* _GIVEN RECORDS_:
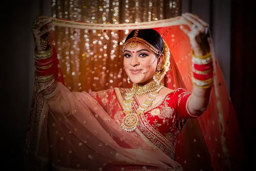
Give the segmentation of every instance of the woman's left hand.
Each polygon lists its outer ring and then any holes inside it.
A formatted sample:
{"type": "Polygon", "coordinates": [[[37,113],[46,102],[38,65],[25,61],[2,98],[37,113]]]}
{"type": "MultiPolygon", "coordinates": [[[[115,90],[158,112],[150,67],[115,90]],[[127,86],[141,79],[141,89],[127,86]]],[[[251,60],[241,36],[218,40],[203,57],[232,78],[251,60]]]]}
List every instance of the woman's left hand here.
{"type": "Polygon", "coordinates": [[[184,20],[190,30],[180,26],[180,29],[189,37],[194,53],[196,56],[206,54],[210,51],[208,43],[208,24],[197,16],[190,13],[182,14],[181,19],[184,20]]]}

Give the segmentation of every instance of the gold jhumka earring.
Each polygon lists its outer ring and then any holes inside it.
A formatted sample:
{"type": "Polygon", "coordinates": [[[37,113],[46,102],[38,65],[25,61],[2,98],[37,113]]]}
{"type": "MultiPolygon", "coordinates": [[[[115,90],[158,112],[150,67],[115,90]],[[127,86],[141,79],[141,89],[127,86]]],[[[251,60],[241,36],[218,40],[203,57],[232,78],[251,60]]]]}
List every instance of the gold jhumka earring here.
==
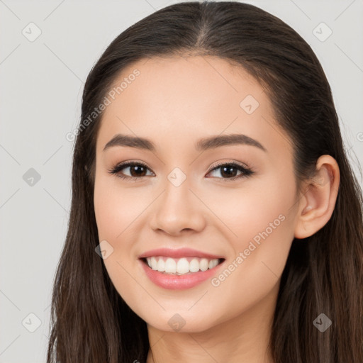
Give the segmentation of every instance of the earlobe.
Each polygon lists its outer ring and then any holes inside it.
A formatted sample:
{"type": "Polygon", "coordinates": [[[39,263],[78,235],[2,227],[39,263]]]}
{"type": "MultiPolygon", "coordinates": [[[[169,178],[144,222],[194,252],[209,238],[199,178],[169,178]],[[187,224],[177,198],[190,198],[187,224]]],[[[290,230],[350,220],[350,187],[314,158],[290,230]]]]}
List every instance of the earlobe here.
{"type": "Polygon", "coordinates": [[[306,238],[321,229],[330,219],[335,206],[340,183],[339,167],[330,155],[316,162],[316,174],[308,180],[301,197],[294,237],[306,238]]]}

* _REQUEST_:
Rename "jhumka earring" to "hoop earring" in the lines starting at the one containing "Give the segmentation of every instance of the gold" and ending at the one containing "List every instance of the gold", and give back only those lines with everything else left the same.

* _THE ANSWER_:
Give the segmentation of every instance of the gold hoop earring.
Each polygon lists its outer ring and then any holes inside it.
A formatted sample:
{"type": "Polygon", "coordinates": [[[37,113],[46,102],[38,65],[25,61],[2,98],[37,113]]]}
{"type": "MultiPolygon", "coordinates": [[[[115,90],[158,112],[150,67],[115,90]],[[127,86],[141,79],[141,89],[127,86]]],[[[251,60],[241,36],[218,40],[203,57],[232,78],[251,60]]]]}
List every instance of the gold hoop earring here.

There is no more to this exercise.